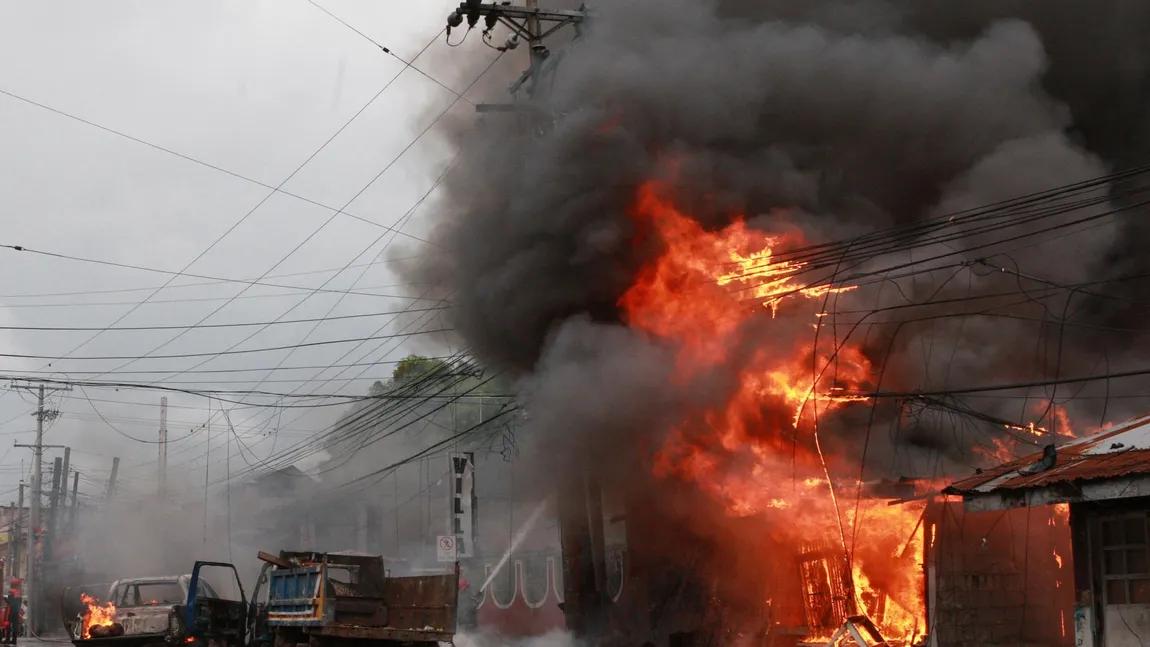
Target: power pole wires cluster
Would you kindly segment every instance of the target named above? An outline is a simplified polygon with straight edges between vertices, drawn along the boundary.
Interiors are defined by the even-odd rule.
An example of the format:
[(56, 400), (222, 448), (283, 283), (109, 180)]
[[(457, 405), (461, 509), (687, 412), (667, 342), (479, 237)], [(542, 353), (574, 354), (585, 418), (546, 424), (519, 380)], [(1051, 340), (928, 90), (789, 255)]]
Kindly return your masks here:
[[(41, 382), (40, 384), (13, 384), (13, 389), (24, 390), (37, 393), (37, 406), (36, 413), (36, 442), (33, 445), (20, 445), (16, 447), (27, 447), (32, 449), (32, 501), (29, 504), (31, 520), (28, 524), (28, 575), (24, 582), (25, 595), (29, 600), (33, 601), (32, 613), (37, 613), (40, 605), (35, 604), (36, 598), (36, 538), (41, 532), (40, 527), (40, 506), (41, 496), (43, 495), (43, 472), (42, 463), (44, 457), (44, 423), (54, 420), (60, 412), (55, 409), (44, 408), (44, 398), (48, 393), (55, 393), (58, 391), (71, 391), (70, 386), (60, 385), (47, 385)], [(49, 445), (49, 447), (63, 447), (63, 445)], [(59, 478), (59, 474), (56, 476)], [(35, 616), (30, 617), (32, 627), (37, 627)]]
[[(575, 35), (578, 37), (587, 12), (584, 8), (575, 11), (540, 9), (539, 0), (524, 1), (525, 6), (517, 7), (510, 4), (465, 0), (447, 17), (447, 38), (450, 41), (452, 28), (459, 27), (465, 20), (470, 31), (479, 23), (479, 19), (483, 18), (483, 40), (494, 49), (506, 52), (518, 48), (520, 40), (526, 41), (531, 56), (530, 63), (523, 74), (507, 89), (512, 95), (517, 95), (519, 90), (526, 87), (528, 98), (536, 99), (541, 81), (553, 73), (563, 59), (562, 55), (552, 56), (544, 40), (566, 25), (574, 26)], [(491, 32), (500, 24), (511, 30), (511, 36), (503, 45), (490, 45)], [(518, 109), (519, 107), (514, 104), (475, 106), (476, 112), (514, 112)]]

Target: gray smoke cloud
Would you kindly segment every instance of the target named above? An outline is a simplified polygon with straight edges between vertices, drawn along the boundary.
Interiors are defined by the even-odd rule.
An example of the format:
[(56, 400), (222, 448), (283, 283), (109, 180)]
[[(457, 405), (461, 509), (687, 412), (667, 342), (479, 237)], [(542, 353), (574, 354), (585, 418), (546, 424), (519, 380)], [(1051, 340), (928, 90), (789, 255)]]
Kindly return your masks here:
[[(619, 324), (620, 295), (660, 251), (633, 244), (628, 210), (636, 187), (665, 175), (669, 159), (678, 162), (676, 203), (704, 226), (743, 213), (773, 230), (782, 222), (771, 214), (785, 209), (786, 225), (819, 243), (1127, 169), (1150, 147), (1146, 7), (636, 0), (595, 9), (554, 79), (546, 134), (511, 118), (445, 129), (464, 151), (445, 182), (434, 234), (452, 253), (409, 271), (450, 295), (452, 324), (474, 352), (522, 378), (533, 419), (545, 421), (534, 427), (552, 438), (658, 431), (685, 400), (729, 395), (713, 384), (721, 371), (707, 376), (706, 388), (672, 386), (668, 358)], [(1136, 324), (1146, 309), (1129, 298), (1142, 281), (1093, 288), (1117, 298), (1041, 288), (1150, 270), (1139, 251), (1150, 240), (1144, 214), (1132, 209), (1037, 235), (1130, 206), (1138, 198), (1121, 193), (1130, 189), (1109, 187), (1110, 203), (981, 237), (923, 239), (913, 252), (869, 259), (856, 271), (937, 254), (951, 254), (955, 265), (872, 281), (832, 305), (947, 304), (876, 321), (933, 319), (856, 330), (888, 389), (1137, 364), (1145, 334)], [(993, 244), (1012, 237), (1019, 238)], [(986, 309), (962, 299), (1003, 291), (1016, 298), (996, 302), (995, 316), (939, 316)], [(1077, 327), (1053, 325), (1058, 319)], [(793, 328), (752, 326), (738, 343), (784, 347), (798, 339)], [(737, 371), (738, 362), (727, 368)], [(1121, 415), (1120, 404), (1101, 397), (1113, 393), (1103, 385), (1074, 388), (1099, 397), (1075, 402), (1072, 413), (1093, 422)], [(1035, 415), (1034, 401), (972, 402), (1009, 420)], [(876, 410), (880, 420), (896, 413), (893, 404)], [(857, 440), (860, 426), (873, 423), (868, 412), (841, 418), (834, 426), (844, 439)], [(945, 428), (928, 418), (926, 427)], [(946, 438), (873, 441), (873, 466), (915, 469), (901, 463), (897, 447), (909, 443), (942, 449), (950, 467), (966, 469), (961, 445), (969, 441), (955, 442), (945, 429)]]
:::::
▸ **Work request**: From the first line to the last, retype the data exactly, but omit every image.

▸ **Result of the task**:
Target: power pole wires cluster
Would you kindly segment every instance of the target named above? An outline is a simplified polygon with straight edges between vertices, drawn along the boundary.
Interiors are defined by the even-odd rule.
An example of the format:
[(56, 400), (222, 448), (283, 283), (109, 180)]
[[(457, 405), (461, 509), (687, 412), (667, 342), (479, 237)], [(542, 353), (574, 354), (585, 418), (546, 424), (519, 380)], [(1051, 340), (928, 90), (789, 255)]]
Kindly return your masks here:
[[(41, 382), (40, 384), (13, 384), (13, 389), (24, 390), (37, 393), (37, 406), (36, 413), (36, 442), (33, 445), (20, 445), (16, 447), (27, 447), (32, 449), (32, 501), (29, 504), (31, 520), (28, 524), (28, 575), (24, 582), (25, 595), (29, 600), (33, 601), (32, 613), (37, 613), (40, 605), (35, 604), (36, 598), (36, 538), (41, 532), (40, 527), (40, 506), (41, 496), (43, 495), (43, 472), (42, 463), (44, 457), (44, 423), (54, 420), (60, 412), (55, 409), (44, 408), (44, 398), (48, 393), (55, 393), (58, 391), (71, 391), (70, 386), (60, 385), (47, 385)], [(49, 445), (49, 447), (63, 447), (63, 445)], [(59, 478), (59, 474), (56, 476)], [(35, 616), (30, 617), (32, 627), (37, 627)]]
[[(575, 35), (578, 37), (587, 12), (584, 8), (575, 11), (540, 9), (539, 0), (524, 1), (525, 6), (517, 7), (510, 4), (465, 0), (447, 17), (447, 38), (450, 41), (452, 28), (459, 27), (465, 20), (470, 31), (479, 23), (479, 19), (483, 18), (483, 40), (494, 49), (506, 52), (518, 48), (520, 40), (526, 41), (531, 56), (530, 63), (523, 74), (507, 89), (512, 95), (517, 95), (519, 90), (526, 87), (528, 98), (536, 99), (541, 81), (553, 73), (563, 59), (562, 55), (552, 56), (544, 40), (566, 25), (574, 26)], [(491, 32), (500, 24), (511, 30), (511, 36), (503, 45), (490, 45)], [(518, 109), (519, 107), (514, 104), (475, 106), (476, 112), (514, 112)]]

Target: gray smoke cloud
Would you kindly segment every instance of the target named above? An outline is a simplified polygon with straight edges between vertices, drawn along the boundary.
Interiors are defined by the even-odd rule.
An example of the format:
[(56, 400), (222, 448), (283, 283), (109, 180)]
[[(457, 405), (461, 509), (687, 412), (667, 342), (479, 237)], [(542, 353), (574, 354), (585, 418), (546, 424), (519, 380)], [(1051, 340), (928, 90), (789, 255)]]
Kindly return your masks here:
[[(619, 324), (620, 295), (660, 251), (633, 244), (628, 210), (636, 187), (665, 175), (669, 159), (678, 162), (676, 203), (704, 226), (743, 213), (773, 230), (782, 222), (771, 214), (785, 209), (786, 225), (819, 243), (1127, 169), (1150, 147), (1146, 7), (636, 0), (595, 9), (554, 79), (546, 134), (511, 118), (445, 129), (464, 151), (445, 182), (434, 234), (452, 253), (409, 271), (450, 295), (452, 324), (474, 352), (522, 378), (533, 419), (545, 421), (534, 427), (552, 438), (658, 431), (685, 400), (729, 395), (713, 384), (721, 371), (707, 376), (706, 388), (672, 386), (668, 358)], [(1136, 324), (1146, 309), (1129, 298), (1142, 281), (1093, 288), (1117, 298), (1041, 288), (1150, 270), (1139, 251), (1150, 240), (1144, 214), (1132, 209), (1037, 235), (1130, 206), (1138, 198), (1121, 193), (1130, 189), (1109, 187), (1110, 203), (981, 237), (923, 239), (913, 252), (869, 259), (856, 271), (937, 254), (951, 254), (955, 265), (872, 281), (832, 305), (947, 304), (876, 321), (933, 319), (856, 330), (888, 389), (1137, 364), (1145, 334)], [(993, 244), (1012, 237), (1019, 238)], [(986, 309), (962, 299), (1003, 291), (1016, 298), (996, 302), (995, 316), (939, 316)], [(1077, 327), (1053, 325), (1058, 319)], [(793, 328), (752, 326), (738, 343), (784, 347), (798, 339)], [(737, 371), (738, 362), (727, 368)], [(1121, 415), (1120, 404), (1101, 397), (1113, 393), (1103, 385), (1074, 388), (1099, 397), (1075, 402), (1072, 413), (1093, 422)], [(1035, 415), (1034, 401), (972, 402), (1009, 420)], [(876, 410), (880, 420), (896, 413), (893, 404)], [(857, 440), (860, 426), (873, 423), (868, 412), (841, 418), (834, 426), (844, 439)], [(945, 428), (928, 418), (926, 427)], [(946, 438), (873, 441), (873, 466), (915, 469), (901, 463), (897, 447), (909, 443), (942, 449), (950, 467), (966, 469), (961, 445), (969, 441), (955, 442), (945, 429)]]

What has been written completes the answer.